■ **Assignment**
Lines below that include the word "positive" should each be copied.
== Segment start ==
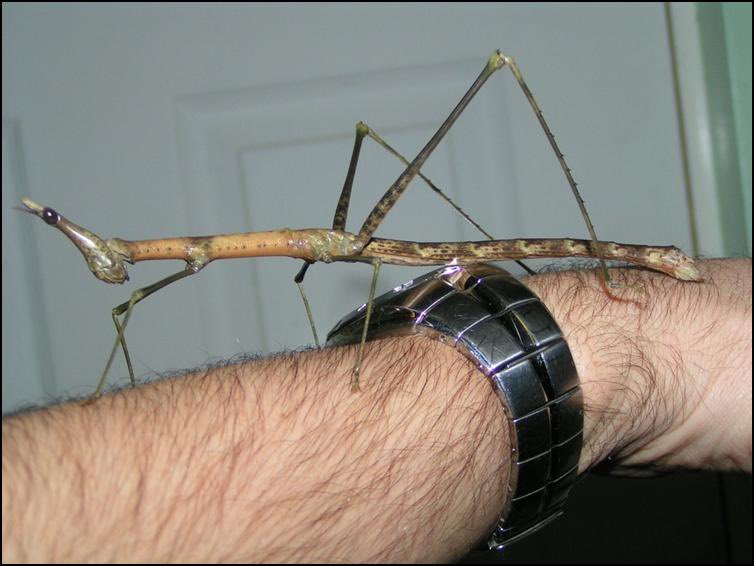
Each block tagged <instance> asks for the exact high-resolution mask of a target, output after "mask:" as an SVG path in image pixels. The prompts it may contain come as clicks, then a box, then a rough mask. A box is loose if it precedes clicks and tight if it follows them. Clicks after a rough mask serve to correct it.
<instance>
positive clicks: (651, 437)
mask: <svg viewBox="0 0 754 566" xmlns="http://www.w3.org/2000/svg"><path fill="white" fill-rule="evenodd" d="M703 267H704V269H705V275H706V277H707V283H705V284H701V285H698V284H680V283H677V282H675V281H673V280H670V279H669V278H666V277H664V276H654V275H651V274H647V273H646V272H637V271H629V272H626V275H627V276H628V277H629V278H630V279H631V282H632V283H634V284H635V283H642V284H643V285H644V289H643V291H642V292H641V293H640V294H638V295H636V296H635V297H636V300H637V301H638V302H639V303H640V305H637V304H632V303H621V302H618V301H615V300H612V299H610V298H609V297H607V296H605V294H604V292H603V290H602V289H601V287H600V285H599V282H598V277H597V276H595V275H594V274H591V273H586V272H580V273H573V272H571V273H561V274H549V275H541V276H536V277H534V278H531V279H530V280H529V281H528V284H529V285H530V286H531V287H532V289H533V290H534V291H535V292H537V293H538V294H540V296H541V297H542V298H543V300H544V301H545V303H546V304H547V305H548V306H549V307H550V309H551V310H552V311H553V314H554V316H555V319H556V320H558V322H559V323H560V325H561V326H562V328H563V330H564V333H565V334H566V337H567V339H568V341H569V344H570V346H571V349H572V352H573V355H574V358H575V360H576V364H577V366H578V369H579V373H580V375H581V381H582V387H583V390H584V394H585V409H586V411H585V436H584V450H583V455H582V460H581V464H580V467H581V469H582V470H583V469H587V468H589V467H591V466H592V465H593V464H595V463H596V462H598V461H599V460H601V459H602V458H604V457H605V456H607V455H608V454H616V455H618V456H620V457H622V458H624V459H626V461H627V462H628V463H632V464H646V463H653V464H655V465H660V466H677V465H683V466H690V467H715V468H729V467H739V468H744V469H747V468H748V469H749V470H750V469H751V264H750V262H748V263H747V262H743V263H735V262H724V263H720V264H713V263H705V264H704V265H703ZM747 270H748V271H747ZM614 273H616V275H617V276H618V277H619V278H620V277H622V274H621V272H619V271H617V270H616V271H615V272H614ZM742 286H743V287H742ZM747 286H748V287H747ZM623 294H624V292H623V291H621V295H623ZM740 300H744V301H748V306H747V305H746V304H743V305H741V304H736V301H740ZM747 332H748V334H747ZM747 340H748V342H747ZM354 356H355V349H354V348H345V349H335V350H324V351H319V352H310V353H306V354H299V355H295V356H287V357H279V358H271V359H268V360H261V361H256V362H252V363H248V364H243V365H238V366H230V367H226V368H221V369H217V370H213V371H211V372H207V373H206V374H195V375H190V376H186V377H184V378H181V379H173V380H166V381H162V382H159V383H156V384H153V385H150V386H146V387H141V388H138V389H136V390H129V391H122V392H120V393H117V394H115V395H111V396H106V397H104V398H103V399H101V400H100V401H98V402H97V403H96V404H94V405H93V406H86V407H81V406H78V405H68V406H62V407H55V408H51V409H47V410H44V411H38V412H35V413H30V414H26V415H22V416H20V417H14V418H11V419H5V420H4V421H3V554H4V559H6V560H19V559H26V560H47V561H49V560H57V561H61V560H68V561H77V560H113V561H115V560H120V561H124V560H134V561H147V560H148V561H167V560H170V561H189V560H193V561H218V560H222V561H247V562H249V561H304V560H306V561H345V560H353V559H354V557H357V558H358V559H359V560H364V561H366V560H385V561H386V560H400V561H432V560H448V559H450V558H453V557H455V556H457V555H458V554H459V553H461V552H463V551H464V550H466V549H467V548H468V547H469V545H470V544H472V543H473V542H474V541H476V540H478V539H479V538H480V537H482V536H483V535H484V534H485V533H486V531H487V529H489V528H490V526H491V525H492V523H493V522H494V520H495V519H496V518H497V514H498V512H499V510H500V509H502V508H503V505H504V498H505V486H506V485H507V481H508V473H509V466H510V461H509V457H508V454H509V446H508V445H507V442H508V431H507V428H506V427H507V423H506V422H505V419H504V416H503V412H502V410H501V407H500V403H499V400H498V399H497V398H496V397H495V395H494V393H493V391H492V388H491V387H490V386H489V384H488V383H486V381H485V379H484V378H483V376H482V375H481V373H479V372H478V371H477V370H476V369H475V368H474V367H473V366H472V365H471V364H470V362H468V361H467V360H466V359H465V358H464V357H462V356H461V355H459V354H458V353H457V352H456V351H454V350H453V349H451V348H449V347H447V346H444V345H441V344H439V343H436V342H432V341H430V340H427V339H424V338H407V339H391V340H386V341H377V342H373V343H370V344H368V345H367V352H366V357H365V361H364V364H363V373H362V379H361V381H362V386H363V391H362V392H361V393H360V394H352V393H350V389H349V387H348V383H349V380H350V371H351V368H352V364H353V360H354ZM747 364H748V365H747ZM747 429H748V435H747Z"/></svg>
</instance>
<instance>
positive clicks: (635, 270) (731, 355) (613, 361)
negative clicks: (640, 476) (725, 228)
mask: <svg viewBox="0 0 754 566" xmlns="http://www.w3.org/2000/svg"><path fill="white" fill-rule="evenodd" d="M700 268H701V270H702V272H703V275H704V278H705V281H704V282H703V283H681V282H678V281H675V280H673V279H670V278H667V277H664V276H661V275H660V276H658V275H655V274H653V273H649V272H646V271H637V270H620V269H616V270H611V274H612V275H613V277H614V278H615V279H616V282H617V283H618V286H617V290H616V293H617V294H618V295H619V298H621V299H624V300H616V299H615V298H611V297H610V296H608V295H607V294H606V293H605V290H604V285H603V284H602V283H601V281H600V277H601V275H600V274H599V273H597V272H585V271H580V272H566V273H557V274H555V273H550V274H542V275H536V276H533V277H530V278H528V279H527V280H526V283H527V285H529V286H530V287H531V288H532V290H534V292H535V293H537V294H538V295H539V296H540V297H541V298H542V300H543V301H544V302H545V304H547V305H548V308H550V310H551V312H552V313H553V316H554V318H555V320H557V321H558V324H559V325H560V326H561V328H562V330H563V333H564V335H565V336H566V339H567V341H568V343H569V346H570V347H571V350H572V353H573V357H574V360H575V362H576V366H577V369H578V371H579V375H580V378H581V385H582V388H583V391H584V409H585V414H584V447H583V450H582V460H581V463H580V468H581V469H582V470H585V469H588V468H590V467H593V466H594V465H596V464H597V463H599V462H600V461H602V460H604V459H605V458H607V457H608V456H611V457H612V458H614V459H615V460H617V461H620V463H621V465H622V466H631V467H634V466H635V467H651V468H657V469H669V468H674V467H686V468H714V469H743V470H751V262H750V261H748V260H746V261H742V262H733V261H702V262H700ZM747 269H748V277H747V273H746V272H747ZM625 299H628V300H625ZM747 302H748V304H747Z"/></svg>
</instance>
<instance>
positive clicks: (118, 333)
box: [86, 267, 198, 402]
mask: <svg viewBox="0 0 754 566" xmlns="http://www.w3.org/2000/svg"><path fill="white" fill-rule="evenodd" d="M197 271H198V269H196V268H195V267H187V268H186V269H183V270H182V271H179V272H178V273H174V274H173V275H170V276H168V277H165V278H164V279H160V280H159V281H157V282H156V283H152V284H151V285H147V286H146V287H142V288H141V289H137V290H136V291H134V292H133V293H132V294H131V298H130V299H129V300H128V301H126V302H124V303H121V304H120V305H118V306H117V307H115V308H114V309H113V311H112V317H113V323H114V324H115V328H116V331H117V336H116V337H115V343H114V344H113V347H112V349H111V350H110V356H109V357H108V359H107V364H105V369H104V370H103V371H102V375H101V376H100V379H99V383H97V389H96V390H95V391H94V393H93V394H92V395H91V396H90V397H89V398H87V400H86V402H91V401H94V400H95V399H97V398H98V397H99V396H100V395H102V389H103V387H104V386H105V382H106V380H107V374H108V372H109V371H110V367H111V366H112V364H113V360H114V359H115V353H116V351H117V349H118V345H120V346H121V348H122V350H123V354H124V355H125V357H126V364H127V365H128V376H129V378H130V379H131V385H135V384H136V379H135V378H134V370H133V365H132V364H131V356H130V355H129V353H128V346H126V339H125V336H124V334H123V333H124V332H125V330H126V326H127V325H128V320H129V319H130V318H131V313H132V312H133V308H134V306H135V305H136V304H137V303H138V302H140V301H141V300H143V299H146V298H147V297H148V296H149V295H151V294H152V293H155V292H157V291H159V290H160V289H162V288H163V287H166V286H168V285H170V284H171V283H174V282H175V281H178V280H180V279H183V278H184V277H188V276H189V275H193V274H194V273H196V272H197ZM124 313H125V316H124V317H123V320H122V321H120V322H119V321H118V317H119V316H120V315H122V314H124Z"/></svg>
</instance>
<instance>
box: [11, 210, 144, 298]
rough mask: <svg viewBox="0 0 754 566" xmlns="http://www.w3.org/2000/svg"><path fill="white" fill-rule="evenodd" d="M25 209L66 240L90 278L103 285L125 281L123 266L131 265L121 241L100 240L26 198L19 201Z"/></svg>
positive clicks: (125, 269) (124, 274) (63, 217)
mask: <svg viewBox="0 0 754 566" xmlns="http://www.w3.org/2000/svg"><path fill="white" fill-rule="evenodd" d="M21 202H22V203H23V205H24V206H25V207H26V209H21V210H25V212H29V213H31V214H34V215H36V216H39V217H40V218H41V219H42V220H44V221H45V223H46V224H49V225H50V226H54V227H55V228H57V229H58V230H60V231H61V232H63V234H65V235H66V236H68V239H70V240H71V241H72V242H73V243H74V245H75V246H76V247H77V248H78V249H79V251H80V252H81V253H82V254H83V256H84V259H85V260H86V264H87V265H88V266H89V270H90V271H91V272H92V273H94V276H95V277H96V278H97V279H99V280H100V281H104V282H105V283H125V282H126V281H128V271H127V270H126V265H125V262H128V263H133V259H132V258H131V256H130V255H129V253H128V249H127V248H126V247H125V246H124V245H123V241H122V240H118V239H115V240H107V241H105V240H103V239H102V238H100V237H99V236H97V235H96V234H95V233H93V232H90V231H89V230H87V229H86V228H83V227H82V226H79V225H78V224H74V223H73V222H71V221H70V220H68V219H67V218H66V217H65V216H62V215H60V214H58V213H57V212H55V211H54V210H53V209H51V208H48V207H43V206H41V205H39V204H37V203H36V202H34V201H33V200H31V199H29V198H23V199H21Z"/></svg>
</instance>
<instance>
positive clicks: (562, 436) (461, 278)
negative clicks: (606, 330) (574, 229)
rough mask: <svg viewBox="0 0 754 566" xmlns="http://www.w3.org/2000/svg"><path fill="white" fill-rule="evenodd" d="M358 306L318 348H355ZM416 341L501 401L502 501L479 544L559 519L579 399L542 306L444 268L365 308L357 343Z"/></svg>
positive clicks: (478, 279) (532, 294) (566, 367)
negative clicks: (396, 337) (491, 524)
mask: <svg viewBox="0 0 754 566" xmlns="http://www.w3.org/2000/svg"><path fill="white" fill-rule="evenodd" d="M365 314H366V306H365V305H362V307H360V308H359V309H357V310H355V311H353V312H352V313H350V314H349V315H347V316H346V317H344V318H343V319H342V320H341V321H340V322H338V323H337V324H336V325H335V327H334V328H333V329H332V330H331V331H330V333H329V334H328V337H327V344H328V345H331V346H334V345H340V344H353V343H358V342H359V341H360V340H361V333H362V331H363V324H364V317H365ZM410 334H425V335H428V336H430V337H432V338H435V339H437V340H441V341H443V342H445V343H448V344H450V345H454V346H455V347H456V348H458V349H459V351H461V352H463V353H464V354H465V355H466V356H467V357H469V358H470V359H471V360H472V361H473V362H474V363H475V364H476V365H477V367H478V368H479V369H480V370H481V371H482V372H483V373H484V374H485V375H486V376H487V377H488V378H489V379H490V381H491V383H492V385H493V387H494V388H495V390H496V392H497V393H498V395H499V397H500V398H501V400H502V402H503V406H504V410H505V415H506V418H507V419H508V421H509V423H510V426H509V430H510V433H511V438H510V444H511V450H512V454H511V465H512V470H511V474H510V480H509V482H510V483H509V486H508V489H509V495H510V496H509V497H508V498H507V500H508V502H507V504H506V508H505V510H504V512H503V514H502V517H501V519H500V520H499V521H498V523H497V526H496V527H495V530H494V531H493V533H492V535H491V536H490V539H489V543H488V544H489V547H490V548H491V549H498V550H499V549H502V548H503V547H505V546H508V545H509V544H511V543H513V542H515V541H517V540H520V539H521V538H523V537H525V536H527V535H529V534H531V533H533V532H535V531H537V530H538V529H540V528H541V527H543V526H544V525H546V524H547V523H549V522H551V521H552V520H554V519H555V518H557V517H558V516H560V515H561V514H562V513H563V511H562V509H563V505H564V504H565V500H566V498H567V496H568V493H569V491H570V489H571V487H572V486H573V484H574V481H575V480H576V477H577V474H578V462H579V457H580V454H581V444H582V430H583V398H582V393H581V388H580V386H579V379H578V375H577V373H576V367H575V365H574V362H573V358H572V357H571V353H570V350H569V349H568V345H567V344H566V342H565V339H564V338H563V334H562V332H561V331H560V328H559V327H558V325H557V324H556V322H555V320H554V319H553V317H552V315H551V314H550V313H549V311H548V310H547V308H546V307H545V305H544V304H543V303H542V302H541V301H540V300H539V298H538V297H537V296H536V295H534V293H532V292H531V291H530V290H529V289H528V288H527V287H526V286H525V285H524V284H523V283H521V282H520V281H518V280H517V279H516V278H514V277H513V276H512V275H511V274H509V273H508V272H507V271H504V270H502V269H500V268H497V267H494V266H491V265H474V266H466V267H463V266H446V267H443V268H441V269H438V270H436V271H433V272H431V273H429V274H427V275H424V276H422V277H419V278H418V279H414V280H413V281H409V282H408V283H406V284H404V285H401V286H399V287H396V288H395V289H393V290H392V291H390V292H389V293H386V294H384V295H382V296H380V297H377V298H375V299H374V303H373V310H372V316H371V321H370V324H369V329H368V331H367V340H375V339H378V338H384V337H388V336H396V335H410Z"/></svg>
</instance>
== Segment end ==
■ **Written solution**
positive clicks: (651, 437)
positive clicks: (635, 270) (731, 355) (613, 361)
positive clicks: (118, 333)
positive clicks: (125, 269) (124, 274) (63, 217)
positive clicks: (562, 436) (461, 278)
positive clicks: (478, 279) (532, 294) (566, 367)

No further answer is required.